Stored data entries:
>>>>

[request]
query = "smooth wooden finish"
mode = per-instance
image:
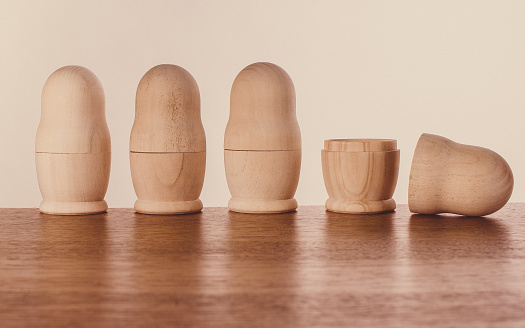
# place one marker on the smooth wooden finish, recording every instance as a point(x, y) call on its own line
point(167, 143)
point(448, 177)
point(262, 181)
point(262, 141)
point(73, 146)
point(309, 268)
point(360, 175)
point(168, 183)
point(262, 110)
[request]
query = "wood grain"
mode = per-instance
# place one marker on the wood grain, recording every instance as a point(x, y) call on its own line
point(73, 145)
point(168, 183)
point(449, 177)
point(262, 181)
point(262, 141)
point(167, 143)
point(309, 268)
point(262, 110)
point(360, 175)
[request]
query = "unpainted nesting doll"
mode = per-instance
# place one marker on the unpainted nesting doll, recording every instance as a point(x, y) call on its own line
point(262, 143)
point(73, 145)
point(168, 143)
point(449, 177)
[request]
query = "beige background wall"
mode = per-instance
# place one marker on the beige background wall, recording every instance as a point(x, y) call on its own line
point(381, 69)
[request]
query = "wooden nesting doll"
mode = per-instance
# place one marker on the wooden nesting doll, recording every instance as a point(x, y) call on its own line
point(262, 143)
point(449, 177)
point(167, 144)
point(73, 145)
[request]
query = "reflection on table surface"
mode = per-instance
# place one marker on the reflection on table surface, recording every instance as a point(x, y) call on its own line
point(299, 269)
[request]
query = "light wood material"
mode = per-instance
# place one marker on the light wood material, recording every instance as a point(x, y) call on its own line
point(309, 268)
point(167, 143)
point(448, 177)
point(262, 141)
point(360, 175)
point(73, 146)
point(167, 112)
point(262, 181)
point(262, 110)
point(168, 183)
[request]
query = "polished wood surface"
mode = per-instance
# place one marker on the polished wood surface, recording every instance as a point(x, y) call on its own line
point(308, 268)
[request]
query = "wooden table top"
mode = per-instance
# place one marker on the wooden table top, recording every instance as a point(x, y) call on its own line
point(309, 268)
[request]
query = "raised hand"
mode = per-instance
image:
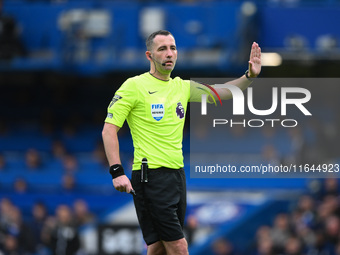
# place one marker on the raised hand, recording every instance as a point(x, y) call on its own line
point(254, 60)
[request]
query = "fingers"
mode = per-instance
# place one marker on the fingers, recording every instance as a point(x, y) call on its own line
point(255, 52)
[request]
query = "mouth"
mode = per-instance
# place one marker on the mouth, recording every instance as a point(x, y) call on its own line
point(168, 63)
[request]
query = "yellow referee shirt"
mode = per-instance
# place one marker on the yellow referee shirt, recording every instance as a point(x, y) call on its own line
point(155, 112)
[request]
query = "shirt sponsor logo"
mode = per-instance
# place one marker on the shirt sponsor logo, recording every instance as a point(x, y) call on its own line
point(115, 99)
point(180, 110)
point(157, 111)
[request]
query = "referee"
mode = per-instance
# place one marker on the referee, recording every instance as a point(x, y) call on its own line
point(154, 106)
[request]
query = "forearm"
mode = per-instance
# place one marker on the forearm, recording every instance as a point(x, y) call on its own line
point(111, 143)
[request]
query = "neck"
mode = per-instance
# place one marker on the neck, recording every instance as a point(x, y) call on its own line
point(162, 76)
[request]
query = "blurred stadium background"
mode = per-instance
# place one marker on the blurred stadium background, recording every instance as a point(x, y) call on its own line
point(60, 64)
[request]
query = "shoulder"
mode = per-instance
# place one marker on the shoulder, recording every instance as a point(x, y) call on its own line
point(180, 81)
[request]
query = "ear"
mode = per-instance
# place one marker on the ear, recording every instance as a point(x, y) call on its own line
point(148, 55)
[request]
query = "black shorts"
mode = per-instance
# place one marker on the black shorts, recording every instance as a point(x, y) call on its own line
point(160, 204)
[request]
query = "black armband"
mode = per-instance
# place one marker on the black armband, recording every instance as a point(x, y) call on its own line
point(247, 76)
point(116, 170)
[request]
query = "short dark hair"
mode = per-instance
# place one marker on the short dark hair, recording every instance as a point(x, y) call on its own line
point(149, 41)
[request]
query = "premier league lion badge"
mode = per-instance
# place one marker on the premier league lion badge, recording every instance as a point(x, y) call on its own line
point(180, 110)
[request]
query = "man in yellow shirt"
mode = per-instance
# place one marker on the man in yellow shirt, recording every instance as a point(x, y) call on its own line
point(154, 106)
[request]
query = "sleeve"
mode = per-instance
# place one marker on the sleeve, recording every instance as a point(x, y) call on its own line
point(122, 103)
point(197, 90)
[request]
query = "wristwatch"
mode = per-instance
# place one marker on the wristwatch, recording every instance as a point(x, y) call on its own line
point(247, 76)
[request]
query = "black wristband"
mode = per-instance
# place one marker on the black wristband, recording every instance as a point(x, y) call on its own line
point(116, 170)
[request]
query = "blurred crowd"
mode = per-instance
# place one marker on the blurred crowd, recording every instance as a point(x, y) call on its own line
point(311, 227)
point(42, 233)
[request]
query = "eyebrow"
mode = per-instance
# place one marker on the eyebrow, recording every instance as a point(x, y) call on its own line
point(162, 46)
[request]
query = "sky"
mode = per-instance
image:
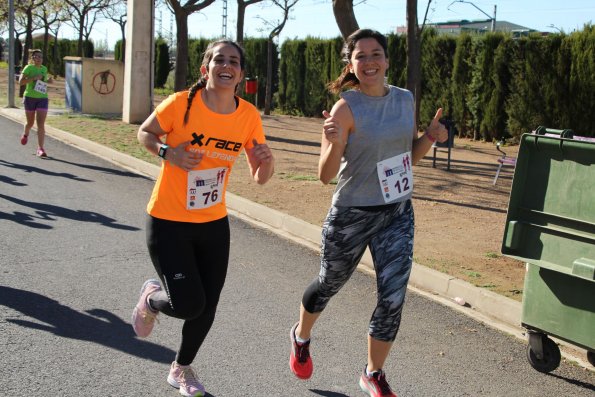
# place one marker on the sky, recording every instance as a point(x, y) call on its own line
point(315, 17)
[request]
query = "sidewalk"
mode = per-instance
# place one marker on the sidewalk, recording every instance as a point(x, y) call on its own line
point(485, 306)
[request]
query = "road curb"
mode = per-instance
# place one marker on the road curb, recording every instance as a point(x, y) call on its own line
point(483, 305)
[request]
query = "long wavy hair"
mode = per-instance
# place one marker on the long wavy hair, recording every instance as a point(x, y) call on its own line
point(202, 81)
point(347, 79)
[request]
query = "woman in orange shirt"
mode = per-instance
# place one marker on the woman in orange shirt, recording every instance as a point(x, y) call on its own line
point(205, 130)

<<<<

■ **What to do**:
From first line to last, return the records verbatim without their pictures.

■ **Response area**:
[request]
query = "smooth wooden finish"
mode = per-instance
image:
# place one marker on the smooth wooden finish, recording every instance as a point(x, y) call on its own line
point(167, 143)
point(448, 177)
point(262, 181)
point(262, 141)
point(73, 146)
point(309, 268)
point(360, 175)
point(168, 183)
point(262, 110)
[request]
query = "wood grain"
mode = per-instance
# place one marker on the wood grain, recording every instance as a point(x, y) call on its own line
point(73, 145)
point(168, 183)
point(449, 177)
point(262, 181)
point(262, 141)
point(167, 143)
point(309, 268)
point(262, 110)
point(360, 175)
[request]
query = "unpainted nesting doll"
mode = per-instance
# place one marker on the unpainted nesting doll, recording every instance as a point(x, y) call on its own line
point(262, 143)
point(73, 145)
point(168, 143)
point(449, 177)
[request]
query = "beige background wall"
mode = per-instance
# place one marker on the beige background wall, recording every instance as a point(x, y) call on its own line
point(381, 69)
[request]
query = "wooden nesting doll"
mode = per-instance
# place one marker on the wooden nesting doll, recording every instance as a point(x, y) call on its own line
point(262, 143)
point(449, 177)
point(167, 144)
point(73, 145)
[request]
query = "reflection on table surface"
mode = per-instance
# place one marker on the reflection on table surface, recording every instance as a point(x, y) call on its own line
point(299, 269)
[request]
query = "light wood material"
mode = per-instance
# place one marker on the light wood material, recording every instance as a point(x, y) call on its own line
point(309, 268)
point(167, 143)
point(448, 177)
point(262, 141)
point(360, 175)
point(73, 146)
point(167, 112)
point(262, 181)
point(262, 110)
point(168, 183)
[request]
query = "polished wood surface"
mode = per-instance
# place one marker on the polished wood surface, recording every instance as a point(x, y) call on its own line
point(308, 268)
[request]
query = "wooden table top"
mode = per-instance
# place one marker on the wooden table top, recording every instance as a point(x, y) call on its own line
point(309, 268)
[request]
query = "raised hand"
mode = per-instance
image:
# place one marker on the raised hand, recording every instance as a point(x, y) call on its own line
point(254, 60)
[request]
query = "fingers"
mode = per-instance
# place one marker on the fingers, recording every instance as a point(x, y) call on its own line
point(255, 52)
[request]
query = "mouth"
mode = per-instance
# place one marker on the mouth, recording every instance as a point(x, y) call on its own line
point(168, 63)
[request]
query = "yellow referee shirt"
mode = per-instance
# place one marker on the yellow referee shirt, recording every instance as a point(x, y) call on its own line
point(155, 112)
[request]
query = "shirt sponsor logo"
mode = per-instance
# place one marker on the shirt sponsor logo, recording every instance as a point(x, y) call on its own line
point(115, 99)
point(180, 110)
point(157, 111)
[request]
query = "referee"
mode = per-instance
# place one marker on the referee, recording every instance as a point(x, y) call on its own line
point(154, 106)
[request]
query = "forearm"
mode = per-instance
# place one marker on the forearm, recording every instance as a point(x, y) call on its own line
point(111, 143)
[request]
query = "neck"
mode = per-instance
# place one marker on the neck, recording every instance as a point(x, y) call on its own line
point(162, 76)
[request]
query = "blurred stadium background"
mode = per-instance
# place one marker on the blurred stadium background, recording every instance as a point(x, y) call on its own line
point(60, 64)
[request]
query = "shoulder"
mode = per-instance
# place one marker on the shoulder, recording every instance as a point(x, y) call on its own line
point(180, 81)
[request]
query = "ear"
mode = per-instance
# place one marker on the ear, recording every instance as a point(x, y) call on its own line
point(148, 55)
[request]
query = "black shorts"
mode = per-instance
# place one marker on the black shorts, recording every instance as a point(x, y) call on its own line
point(160, 204)
[request]
query = "black armband"
mode = per-instance
# place one marker on the black armband, recording every instance as a point(x, y) call on its own line
point(247, 76)
point(116, 170)
[request]
query = "short dark hair"
mode = per-instance
# place one marker on the short dark hair, recording every instance as a point(x, y) call on its own line
point(149, 41)
[request]
query = "premier league lion badge"
mode = per-instance
# place one marker on the premier league lion badge, recording every instance as a point(x, y) call on its own line
point(180, 110)
[request]
query = "man in yellow shirt"
mode = per-instance
# place one marker on the man in yellow shirt, recording every instance as a point(x, y) call on its own line
point(154, 106)
[request]
query = "sleeve"
mode = per-instance
# place one marker on the sleeve, recording every instance as a point(x, y) call on its own line
point(122, 103)
point(197, 90)
[request]
query = "wristwatch"
mode = per-instance
# place one marker on the wristwatch, recording every instance as a point(x, y) call on its own line
point(247, 76)
[request]
query = "black wristband"
mode = per-instance
# place one marker on the black wristband, recording every instance as a point(x, y) call on its own line
point(116, 170)
[request]
query = "blurred crowd"
mode = per-instance
# place one marker on the blurred crowd, recording every instance as a point(x, y) call on its own line
point(311, 227)
point(42, 233)
[request]
query = "eyebrow"
mode = per-instance
# place one marker on the eyebrow, recording every instance as a point(x, y) call on its own line
point(162, 46)
[request]
query = "sky"
mode = per-instance
image:
# place one marker on the sky, recording every instance as a point(x, y) call on its own line
point(315, 17)
[request]
query = "sidewalk"
mode = per-instance
# place one marker on the sidewalk, recording every instance as a point(x, y) call on its own line
point(485, 306)
[request]
query = "road curb"
mode = per-instance
# place one marker on the road curb, recording every instance as a point(x, y) call on its own line
point(483, 305)
[request]
query = "long wavy hair"
mode = per-instance
# place one marker on the long wavy hair, recording every instance as a point(x, y) call on its own line
point(202, 81)
point(347, 79)
[request]
query = "woman in orange shirt"
mode = per-instance
# place one marker on the woman in orange shirt, recording every instance as a point(x, y) call on its own line
point(205, 130)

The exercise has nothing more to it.